* [SELECTED PASSAGE]:
--- START ---
Non Structural Carbohydrates (NSC)

An agronomic term used to describe the carbohydrate content of plants defined as WSC + Starch. Confusion abounds in the reporting and interpretation of NSC and NFC. Although not set in stone, there is general agreement that NSC should be defined as the measured sum of WSC + Starch and NFC as a calculated value determined by difference as described above. In either case, using individual measured values of WSC, ESC and starch are better means of evaluating your horse’s diet.

Calcium (Ca) and Phosphorus (P)

Calcium and phosphorus can be determined by near infrared technology or wet chemistry procedures with acid digestion and plasma spectroscopy. Calcium and phosphorus are both important for bones, muscle function, and energy. The ratio of Ca:P should be close to 2:1 to prevent problems.

Magnesium (Mg), Potassium (K), Sodium (Na), and Chloride (Cl)
--- END ---
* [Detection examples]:
--- START ---
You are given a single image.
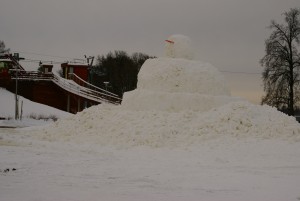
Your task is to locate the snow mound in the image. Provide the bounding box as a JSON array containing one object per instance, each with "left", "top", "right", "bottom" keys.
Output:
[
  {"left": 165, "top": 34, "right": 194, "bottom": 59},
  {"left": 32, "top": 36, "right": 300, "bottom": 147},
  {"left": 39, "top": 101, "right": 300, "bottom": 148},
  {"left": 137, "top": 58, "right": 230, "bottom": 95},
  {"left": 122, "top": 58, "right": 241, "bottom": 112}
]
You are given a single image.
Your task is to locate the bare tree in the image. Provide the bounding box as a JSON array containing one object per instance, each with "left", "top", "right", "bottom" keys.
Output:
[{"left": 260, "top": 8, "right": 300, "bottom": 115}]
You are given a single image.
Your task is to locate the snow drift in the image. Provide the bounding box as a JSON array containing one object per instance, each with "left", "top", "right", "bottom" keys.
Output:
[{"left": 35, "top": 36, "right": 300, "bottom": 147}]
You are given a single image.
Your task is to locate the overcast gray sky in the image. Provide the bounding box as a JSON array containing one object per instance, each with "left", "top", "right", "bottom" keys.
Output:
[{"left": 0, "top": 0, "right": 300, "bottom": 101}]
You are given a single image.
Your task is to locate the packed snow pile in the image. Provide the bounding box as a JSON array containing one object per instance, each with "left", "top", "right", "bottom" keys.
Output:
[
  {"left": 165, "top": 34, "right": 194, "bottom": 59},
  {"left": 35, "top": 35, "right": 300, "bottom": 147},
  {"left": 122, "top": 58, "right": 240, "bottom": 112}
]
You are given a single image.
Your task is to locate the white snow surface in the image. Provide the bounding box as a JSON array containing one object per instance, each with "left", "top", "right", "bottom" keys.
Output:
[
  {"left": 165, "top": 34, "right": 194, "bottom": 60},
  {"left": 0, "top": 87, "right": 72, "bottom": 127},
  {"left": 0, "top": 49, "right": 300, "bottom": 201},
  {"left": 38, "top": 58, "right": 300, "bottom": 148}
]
--- END ---
--- START ---
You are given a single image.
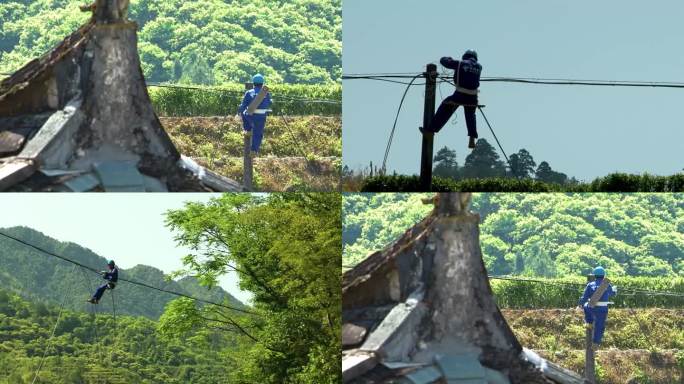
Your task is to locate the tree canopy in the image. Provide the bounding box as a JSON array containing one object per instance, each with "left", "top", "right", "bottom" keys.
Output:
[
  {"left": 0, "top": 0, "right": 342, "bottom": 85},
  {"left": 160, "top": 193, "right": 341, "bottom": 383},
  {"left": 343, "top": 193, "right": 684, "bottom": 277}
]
--- END ---
* [TASKS FOR THIS EXERCISE]:
• a. Name every mineral that appears in the feed analysis text, giving each one's full name with its chemical symbol.
• b. Render this sentence from the feed analysis text in Spanish: "Calcium and phosphorus are both important for bones, muscle function, and energy."
• c. Carry on writing the feed analysis text after its final heading.
These entries come from a different source than the feed analysis text.

* [ANSWERS TO THE PROBLEMS]:
• a.
Calcium (Ca)
Phosphorus (P)
Magnesium (Mg)
Potassium (K)
Sodium (Na)
Chloride (Cl)

• b. El calcio y el fósforo son importantes para los huesos, la función muscular y la energía.

• c.
Magnesium (Mg), potassium (K), sodium (Na), are determined with wet chemistry procedures with acid digestion and plasma spectroscopy. Chloride (Cl) is determined by a wet chemistry extraction and determination of concentration with a silver electrode. High quality forages are typically adequate in Mg and K. The Na and Cl requirements are met by providing salt. However, a performance horse that sweats a great deal may require K, Na and Cl supplementation to replace excess mineral loss via the sweat.

Iron (Fe), Zinc (Zn), Copper (Cu), Manganese (Mn), and Molybdenum (Mo)

Determined with wet chemistry procedures, these minerals are required in trace amounts and can interfere with other minerals if they are not monitored. For example, very high levels of zinc can interfere with copper utilization, even though copper supply appears adequate.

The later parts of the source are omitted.